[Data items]
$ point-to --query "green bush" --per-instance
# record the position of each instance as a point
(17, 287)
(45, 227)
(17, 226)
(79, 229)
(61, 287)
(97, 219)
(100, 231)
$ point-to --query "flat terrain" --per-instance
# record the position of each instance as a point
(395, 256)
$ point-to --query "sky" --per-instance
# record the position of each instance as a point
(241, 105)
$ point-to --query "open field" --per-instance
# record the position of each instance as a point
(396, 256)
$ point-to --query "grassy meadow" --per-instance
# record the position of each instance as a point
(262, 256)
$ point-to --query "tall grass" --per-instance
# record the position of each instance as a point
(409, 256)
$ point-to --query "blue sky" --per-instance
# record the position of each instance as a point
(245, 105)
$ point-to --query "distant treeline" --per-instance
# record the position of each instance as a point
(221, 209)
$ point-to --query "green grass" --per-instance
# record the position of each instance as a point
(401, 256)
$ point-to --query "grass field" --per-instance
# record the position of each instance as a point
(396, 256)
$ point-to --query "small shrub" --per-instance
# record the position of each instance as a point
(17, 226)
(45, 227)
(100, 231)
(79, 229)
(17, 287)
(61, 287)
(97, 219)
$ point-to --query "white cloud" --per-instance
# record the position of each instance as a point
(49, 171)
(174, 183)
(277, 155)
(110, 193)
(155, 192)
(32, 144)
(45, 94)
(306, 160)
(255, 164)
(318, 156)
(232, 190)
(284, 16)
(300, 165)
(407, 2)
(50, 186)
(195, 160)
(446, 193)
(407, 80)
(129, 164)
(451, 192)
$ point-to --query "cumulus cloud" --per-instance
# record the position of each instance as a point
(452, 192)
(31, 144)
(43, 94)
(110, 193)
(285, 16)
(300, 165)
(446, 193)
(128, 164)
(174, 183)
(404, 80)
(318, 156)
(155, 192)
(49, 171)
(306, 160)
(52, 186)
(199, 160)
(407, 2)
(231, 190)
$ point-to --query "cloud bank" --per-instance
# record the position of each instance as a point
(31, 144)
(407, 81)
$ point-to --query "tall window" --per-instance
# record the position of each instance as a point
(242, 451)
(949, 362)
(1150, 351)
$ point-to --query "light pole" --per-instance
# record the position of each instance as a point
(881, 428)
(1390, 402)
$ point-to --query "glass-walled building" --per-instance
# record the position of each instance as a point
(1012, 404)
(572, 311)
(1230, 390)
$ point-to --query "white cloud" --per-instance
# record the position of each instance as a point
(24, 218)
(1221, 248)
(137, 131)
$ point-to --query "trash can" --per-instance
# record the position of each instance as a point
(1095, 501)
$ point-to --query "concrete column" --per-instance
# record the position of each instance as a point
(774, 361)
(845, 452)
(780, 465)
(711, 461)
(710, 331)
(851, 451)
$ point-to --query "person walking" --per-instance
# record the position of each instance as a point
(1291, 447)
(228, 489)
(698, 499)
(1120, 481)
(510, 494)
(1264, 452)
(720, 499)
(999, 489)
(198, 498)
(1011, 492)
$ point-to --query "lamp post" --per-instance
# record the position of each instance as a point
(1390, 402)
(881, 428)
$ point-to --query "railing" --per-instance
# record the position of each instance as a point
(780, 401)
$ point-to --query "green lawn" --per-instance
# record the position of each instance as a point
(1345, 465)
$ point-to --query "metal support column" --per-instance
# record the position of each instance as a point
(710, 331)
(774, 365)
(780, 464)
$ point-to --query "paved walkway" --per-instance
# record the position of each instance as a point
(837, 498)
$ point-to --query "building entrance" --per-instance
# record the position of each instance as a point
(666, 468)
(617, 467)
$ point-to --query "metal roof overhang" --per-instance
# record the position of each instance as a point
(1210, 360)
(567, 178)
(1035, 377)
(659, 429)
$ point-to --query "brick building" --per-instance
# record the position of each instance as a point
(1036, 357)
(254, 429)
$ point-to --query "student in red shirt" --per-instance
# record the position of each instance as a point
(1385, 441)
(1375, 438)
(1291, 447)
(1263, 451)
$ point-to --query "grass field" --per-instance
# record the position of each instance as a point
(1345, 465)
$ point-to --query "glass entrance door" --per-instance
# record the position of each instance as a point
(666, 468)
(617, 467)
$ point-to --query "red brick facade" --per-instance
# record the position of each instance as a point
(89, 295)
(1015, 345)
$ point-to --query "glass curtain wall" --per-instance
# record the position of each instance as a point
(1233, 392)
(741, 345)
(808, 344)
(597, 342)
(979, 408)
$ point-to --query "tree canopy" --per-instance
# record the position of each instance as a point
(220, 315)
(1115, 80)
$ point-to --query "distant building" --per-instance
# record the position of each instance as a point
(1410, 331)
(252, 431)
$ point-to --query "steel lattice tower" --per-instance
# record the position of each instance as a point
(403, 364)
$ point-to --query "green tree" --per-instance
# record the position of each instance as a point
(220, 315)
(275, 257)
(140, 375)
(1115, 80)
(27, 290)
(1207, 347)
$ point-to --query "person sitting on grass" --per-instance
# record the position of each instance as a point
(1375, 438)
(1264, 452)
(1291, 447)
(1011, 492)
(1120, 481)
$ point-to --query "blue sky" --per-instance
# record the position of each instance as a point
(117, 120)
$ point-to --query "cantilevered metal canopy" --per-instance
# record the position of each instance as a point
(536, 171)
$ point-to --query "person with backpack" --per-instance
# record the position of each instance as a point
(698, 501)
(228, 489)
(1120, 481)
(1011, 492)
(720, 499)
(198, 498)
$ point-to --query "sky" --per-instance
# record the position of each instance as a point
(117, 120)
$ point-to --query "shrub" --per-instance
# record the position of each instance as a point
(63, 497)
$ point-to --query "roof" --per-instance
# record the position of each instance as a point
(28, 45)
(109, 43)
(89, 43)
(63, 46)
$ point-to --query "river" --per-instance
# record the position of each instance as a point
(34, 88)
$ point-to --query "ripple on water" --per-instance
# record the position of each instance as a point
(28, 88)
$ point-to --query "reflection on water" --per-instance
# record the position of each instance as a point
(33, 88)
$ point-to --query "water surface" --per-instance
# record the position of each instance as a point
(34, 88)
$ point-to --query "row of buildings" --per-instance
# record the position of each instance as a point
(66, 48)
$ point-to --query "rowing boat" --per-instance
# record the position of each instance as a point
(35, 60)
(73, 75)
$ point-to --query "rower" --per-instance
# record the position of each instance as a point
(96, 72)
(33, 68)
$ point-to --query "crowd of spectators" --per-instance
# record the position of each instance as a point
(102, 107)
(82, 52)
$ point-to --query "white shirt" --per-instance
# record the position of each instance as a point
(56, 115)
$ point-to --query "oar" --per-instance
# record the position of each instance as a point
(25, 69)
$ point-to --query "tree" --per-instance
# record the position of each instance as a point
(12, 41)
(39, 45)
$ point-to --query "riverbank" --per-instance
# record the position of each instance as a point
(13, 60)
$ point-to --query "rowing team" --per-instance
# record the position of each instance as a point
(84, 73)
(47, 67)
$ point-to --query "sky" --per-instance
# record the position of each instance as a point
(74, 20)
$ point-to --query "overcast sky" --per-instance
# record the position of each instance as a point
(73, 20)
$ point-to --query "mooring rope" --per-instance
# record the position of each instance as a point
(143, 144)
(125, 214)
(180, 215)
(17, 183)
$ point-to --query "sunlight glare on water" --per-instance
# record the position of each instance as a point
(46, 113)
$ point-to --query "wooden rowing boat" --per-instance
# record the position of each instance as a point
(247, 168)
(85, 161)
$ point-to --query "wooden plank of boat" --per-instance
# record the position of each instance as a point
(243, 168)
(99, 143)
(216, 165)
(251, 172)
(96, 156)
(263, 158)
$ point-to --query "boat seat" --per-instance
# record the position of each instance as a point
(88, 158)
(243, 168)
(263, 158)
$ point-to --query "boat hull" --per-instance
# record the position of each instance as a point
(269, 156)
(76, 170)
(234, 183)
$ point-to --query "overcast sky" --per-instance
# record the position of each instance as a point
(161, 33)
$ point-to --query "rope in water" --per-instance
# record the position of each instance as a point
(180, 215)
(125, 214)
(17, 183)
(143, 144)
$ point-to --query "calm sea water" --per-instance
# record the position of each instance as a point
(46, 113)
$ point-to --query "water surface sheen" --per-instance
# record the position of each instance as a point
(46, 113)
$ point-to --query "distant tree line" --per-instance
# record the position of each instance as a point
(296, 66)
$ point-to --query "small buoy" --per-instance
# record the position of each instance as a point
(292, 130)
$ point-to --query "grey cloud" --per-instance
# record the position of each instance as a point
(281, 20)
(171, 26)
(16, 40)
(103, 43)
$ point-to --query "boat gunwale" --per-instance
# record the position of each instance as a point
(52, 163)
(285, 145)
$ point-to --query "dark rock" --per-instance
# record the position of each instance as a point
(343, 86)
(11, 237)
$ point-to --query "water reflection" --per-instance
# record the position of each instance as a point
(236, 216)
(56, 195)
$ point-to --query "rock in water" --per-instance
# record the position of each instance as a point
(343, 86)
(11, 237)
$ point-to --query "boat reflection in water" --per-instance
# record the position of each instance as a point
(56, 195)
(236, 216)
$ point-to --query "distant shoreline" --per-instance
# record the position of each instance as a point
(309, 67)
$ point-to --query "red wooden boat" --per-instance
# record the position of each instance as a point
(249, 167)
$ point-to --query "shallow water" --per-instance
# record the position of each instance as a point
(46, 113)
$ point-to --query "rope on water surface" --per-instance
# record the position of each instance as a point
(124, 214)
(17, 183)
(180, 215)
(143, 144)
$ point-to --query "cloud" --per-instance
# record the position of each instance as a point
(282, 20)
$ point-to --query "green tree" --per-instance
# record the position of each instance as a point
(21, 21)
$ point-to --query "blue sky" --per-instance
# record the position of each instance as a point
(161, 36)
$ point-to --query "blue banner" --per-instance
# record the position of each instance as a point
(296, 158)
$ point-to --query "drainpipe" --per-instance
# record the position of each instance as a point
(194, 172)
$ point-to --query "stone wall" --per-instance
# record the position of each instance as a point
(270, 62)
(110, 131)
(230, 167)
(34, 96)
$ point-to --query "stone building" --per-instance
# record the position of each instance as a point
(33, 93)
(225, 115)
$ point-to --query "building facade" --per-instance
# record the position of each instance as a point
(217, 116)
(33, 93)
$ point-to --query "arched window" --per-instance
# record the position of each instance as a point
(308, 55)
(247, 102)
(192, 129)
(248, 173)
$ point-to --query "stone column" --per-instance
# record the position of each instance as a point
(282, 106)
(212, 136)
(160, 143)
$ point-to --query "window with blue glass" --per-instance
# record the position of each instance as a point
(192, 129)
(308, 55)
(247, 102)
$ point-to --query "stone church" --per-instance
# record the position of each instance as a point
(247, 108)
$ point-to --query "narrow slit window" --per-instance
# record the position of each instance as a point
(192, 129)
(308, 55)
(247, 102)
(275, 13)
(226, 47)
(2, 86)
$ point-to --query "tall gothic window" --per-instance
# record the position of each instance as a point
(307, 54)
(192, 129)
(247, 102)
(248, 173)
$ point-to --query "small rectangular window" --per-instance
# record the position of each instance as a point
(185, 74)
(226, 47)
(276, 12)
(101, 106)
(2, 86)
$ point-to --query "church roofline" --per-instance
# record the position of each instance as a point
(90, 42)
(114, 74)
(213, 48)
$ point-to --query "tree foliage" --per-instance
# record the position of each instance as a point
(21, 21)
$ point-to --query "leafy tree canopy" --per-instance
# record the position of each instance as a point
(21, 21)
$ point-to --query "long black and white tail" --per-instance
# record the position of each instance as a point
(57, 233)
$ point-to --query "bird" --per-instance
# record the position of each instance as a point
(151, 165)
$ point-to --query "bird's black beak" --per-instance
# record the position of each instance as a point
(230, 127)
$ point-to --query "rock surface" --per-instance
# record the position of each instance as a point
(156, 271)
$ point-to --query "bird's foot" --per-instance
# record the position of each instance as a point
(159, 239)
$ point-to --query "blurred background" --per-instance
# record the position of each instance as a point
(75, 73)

What is expected:
From the data items above, extract every line that contains the word "wooden". Case counts.

Solution to this exercise:
$ point-to --query "wooden rowing boat" --per-instance
$ point-to --query "wooden plank of boat" --per-instance
$ point-to --query "red wooden boat" --per-instance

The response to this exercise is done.